Problem details.
Update the article about the secret government iPod from "Only four individuals" to "on the device.", swapping "paper trail" for "written record" and giving that stretch again.

Text under study.
---

Apple software engineer David Shayer says in a TidBits report that Apple worked with the U.S. government to develop a “secret” modified iPod.
Shayer says that one day in 2005, he was asked by the director of iPod software to “help two engineers from the U.S. Department of Energy build a special iPod.”
It was a gray day in late 2005. I was sitting at my desk, writing code for the next year’s iPod. Without knocking, the director of iPod Software—my boss’s boss—abruptly entered and closed the door behind him. He cut to the chase. “I have a special assignment for you. Your boss doesn’t know about it. You’ll help two engineers from the US Department of Energy build a special iPod. Report only to me.”
The engineers – identified in the story as only “Paul and Matthew” – didn’t actually work for the Department of Energy; they worked for a division of Bechtel, a large US defense contractor to the Department of Energy. The two were assigned an office at Apple headquarters, and over several months they were taught how to navigate and change the early iPod operating system.
Only four individuals at Apple were aware of the project at the time, none of whom still work at the company, and there was no paper trail as all communication occurred in person.
The team’s goal was to modify an iPod with custom hardware to record data. The device still had to look and operate like a normal iPod, and any acquired data recorded to the iPod’s hard disk had to be undetectable. Shayer’s main role in the project was to facilitate any help required by the Department of Energy from Apple.
The modified device was a fifth-generation iPod, which was chosen due to its large for the time 60GB hard drive and easy to open case. It was also the last iPod not to have Apple digitally sign the operating system, making it easier to modify the software on the device.
Shayer never saw the added hardware, but believes the modified media player may have been modified to act as a “stealth Geiger counter.”
My guess is that Paul and Matthew were building something like a stealth Geiger counter. Something that DOE agents could use without furtively hiding it. Something that looked innocuous, that played music, and functioned exactly like a normal iPod. You could walk around a city, casually listening to your tunes, while recording evidence of radioactivity—scanning for smuggled or stolen uranium, for instance, or evidence of a dirty bomb development program—with no chance that the press or public would get wind of what was happening. Like all other electronic gadgets, Geiger counters have gotten smaller and cheaper, and I was amused to run across the Radiation Alert Monitor 200, which looks an awful lot like a classic iPod.
Shayer mentions that only four people at Apple knew about this secret project. “Me, the director of iPod Software, the vice president of the iPod Division, and the senior vice president of Hardware. None of us still work at Apple. There was no paper trail. All communication was in person.”

---

Record extracts.
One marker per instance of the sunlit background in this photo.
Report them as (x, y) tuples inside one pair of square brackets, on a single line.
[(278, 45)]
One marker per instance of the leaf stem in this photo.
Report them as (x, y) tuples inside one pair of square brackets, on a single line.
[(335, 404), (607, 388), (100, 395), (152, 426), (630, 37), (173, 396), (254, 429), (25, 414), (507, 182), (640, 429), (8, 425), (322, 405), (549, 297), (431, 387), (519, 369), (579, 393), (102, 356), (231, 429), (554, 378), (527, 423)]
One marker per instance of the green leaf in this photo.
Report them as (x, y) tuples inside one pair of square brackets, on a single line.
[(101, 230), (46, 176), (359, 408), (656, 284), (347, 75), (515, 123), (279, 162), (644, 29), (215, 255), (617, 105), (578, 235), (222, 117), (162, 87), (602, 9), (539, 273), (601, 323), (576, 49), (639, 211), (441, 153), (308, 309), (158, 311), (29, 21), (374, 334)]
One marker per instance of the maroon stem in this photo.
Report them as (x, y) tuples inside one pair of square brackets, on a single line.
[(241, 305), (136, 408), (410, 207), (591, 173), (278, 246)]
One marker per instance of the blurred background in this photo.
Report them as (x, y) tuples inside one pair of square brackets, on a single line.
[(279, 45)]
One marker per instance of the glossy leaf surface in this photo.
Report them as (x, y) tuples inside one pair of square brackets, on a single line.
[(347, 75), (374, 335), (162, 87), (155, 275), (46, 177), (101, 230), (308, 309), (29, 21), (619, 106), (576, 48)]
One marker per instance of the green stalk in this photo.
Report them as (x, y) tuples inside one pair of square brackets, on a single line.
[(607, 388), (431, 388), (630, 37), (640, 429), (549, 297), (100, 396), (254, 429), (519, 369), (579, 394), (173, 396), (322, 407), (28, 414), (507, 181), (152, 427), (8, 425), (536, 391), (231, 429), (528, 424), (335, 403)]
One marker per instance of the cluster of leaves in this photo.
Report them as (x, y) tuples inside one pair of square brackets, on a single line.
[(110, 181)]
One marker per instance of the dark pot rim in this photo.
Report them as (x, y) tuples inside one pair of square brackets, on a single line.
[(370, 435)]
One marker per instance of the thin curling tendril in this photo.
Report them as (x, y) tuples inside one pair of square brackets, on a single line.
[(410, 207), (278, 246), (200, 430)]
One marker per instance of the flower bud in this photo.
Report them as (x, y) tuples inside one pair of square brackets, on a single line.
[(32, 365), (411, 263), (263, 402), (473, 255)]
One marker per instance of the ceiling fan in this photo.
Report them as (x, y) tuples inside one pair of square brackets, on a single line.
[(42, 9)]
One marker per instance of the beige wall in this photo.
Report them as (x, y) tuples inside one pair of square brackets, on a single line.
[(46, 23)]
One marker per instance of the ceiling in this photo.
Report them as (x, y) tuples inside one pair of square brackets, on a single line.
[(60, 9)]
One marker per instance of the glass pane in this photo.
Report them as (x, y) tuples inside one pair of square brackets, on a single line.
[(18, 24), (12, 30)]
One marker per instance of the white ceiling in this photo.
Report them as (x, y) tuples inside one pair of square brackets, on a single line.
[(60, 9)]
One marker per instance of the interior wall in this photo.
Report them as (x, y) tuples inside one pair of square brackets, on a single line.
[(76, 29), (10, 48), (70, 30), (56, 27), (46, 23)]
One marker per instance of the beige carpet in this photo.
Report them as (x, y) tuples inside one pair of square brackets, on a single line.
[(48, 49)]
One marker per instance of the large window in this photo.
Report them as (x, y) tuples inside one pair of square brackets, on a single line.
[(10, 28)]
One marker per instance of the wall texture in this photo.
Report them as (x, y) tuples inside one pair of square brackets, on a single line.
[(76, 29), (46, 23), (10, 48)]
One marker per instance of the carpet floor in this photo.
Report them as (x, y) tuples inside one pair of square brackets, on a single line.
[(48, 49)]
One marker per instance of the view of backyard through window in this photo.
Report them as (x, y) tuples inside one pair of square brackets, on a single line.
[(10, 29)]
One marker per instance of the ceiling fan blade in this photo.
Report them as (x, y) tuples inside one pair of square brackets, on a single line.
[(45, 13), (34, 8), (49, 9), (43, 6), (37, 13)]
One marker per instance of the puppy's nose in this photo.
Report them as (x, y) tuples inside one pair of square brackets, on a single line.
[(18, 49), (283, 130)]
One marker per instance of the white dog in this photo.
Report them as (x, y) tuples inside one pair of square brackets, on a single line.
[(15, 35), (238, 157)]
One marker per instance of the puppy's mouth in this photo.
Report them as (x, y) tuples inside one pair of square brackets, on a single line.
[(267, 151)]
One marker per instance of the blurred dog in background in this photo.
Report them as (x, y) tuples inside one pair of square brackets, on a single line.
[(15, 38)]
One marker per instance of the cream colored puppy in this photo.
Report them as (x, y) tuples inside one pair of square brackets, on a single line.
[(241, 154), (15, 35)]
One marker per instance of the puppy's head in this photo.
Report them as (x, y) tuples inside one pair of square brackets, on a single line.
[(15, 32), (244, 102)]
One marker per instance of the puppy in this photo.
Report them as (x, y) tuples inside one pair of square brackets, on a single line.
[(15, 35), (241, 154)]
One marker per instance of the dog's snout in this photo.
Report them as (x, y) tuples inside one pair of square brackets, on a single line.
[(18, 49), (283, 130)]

---

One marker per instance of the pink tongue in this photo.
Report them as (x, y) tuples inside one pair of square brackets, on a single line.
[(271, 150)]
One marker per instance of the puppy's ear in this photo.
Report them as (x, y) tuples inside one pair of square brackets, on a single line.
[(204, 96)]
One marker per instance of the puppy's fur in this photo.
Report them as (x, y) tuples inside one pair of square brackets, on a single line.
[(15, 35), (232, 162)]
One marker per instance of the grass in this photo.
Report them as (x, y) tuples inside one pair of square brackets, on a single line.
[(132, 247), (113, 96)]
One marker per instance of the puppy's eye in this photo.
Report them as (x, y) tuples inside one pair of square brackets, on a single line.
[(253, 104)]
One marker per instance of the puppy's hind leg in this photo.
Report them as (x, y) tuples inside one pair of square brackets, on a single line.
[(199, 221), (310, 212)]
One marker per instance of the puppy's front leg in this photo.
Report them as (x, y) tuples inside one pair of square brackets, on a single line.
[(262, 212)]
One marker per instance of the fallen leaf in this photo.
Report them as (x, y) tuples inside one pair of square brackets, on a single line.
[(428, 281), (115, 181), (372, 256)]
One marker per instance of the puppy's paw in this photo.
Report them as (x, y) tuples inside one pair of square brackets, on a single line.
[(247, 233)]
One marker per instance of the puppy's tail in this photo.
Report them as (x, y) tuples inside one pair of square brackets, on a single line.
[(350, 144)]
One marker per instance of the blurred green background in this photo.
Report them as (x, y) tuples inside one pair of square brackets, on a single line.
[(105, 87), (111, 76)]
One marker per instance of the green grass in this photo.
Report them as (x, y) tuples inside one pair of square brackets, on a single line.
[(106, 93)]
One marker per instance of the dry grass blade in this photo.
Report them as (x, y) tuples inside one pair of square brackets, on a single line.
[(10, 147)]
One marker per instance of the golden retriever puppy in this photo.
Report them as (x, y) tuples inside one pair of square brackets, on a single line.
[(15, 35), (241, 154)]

---

Task solution.
Only four individuals at Apple were aware of the project at the time, none of whom still work at the company, and there was no written record as all communication occurred in person.
The team’s goal was to modify an iPod with custom hardware to record data. The device still had to look and operate like a normal iPod, and any acquired data recorded to the iPod’s hard disk had to be undetectable. Shayer’s main role in the project was to facilitate any help required by the Department of Energy from Apple.
The modified device was a fifth-generation iPod, which was chosen due to its large for the time 60GB hard drive and easy to open case. It was also the last iPod not to have Apple digitally sign the operating system, making it easier to modify the software on the device.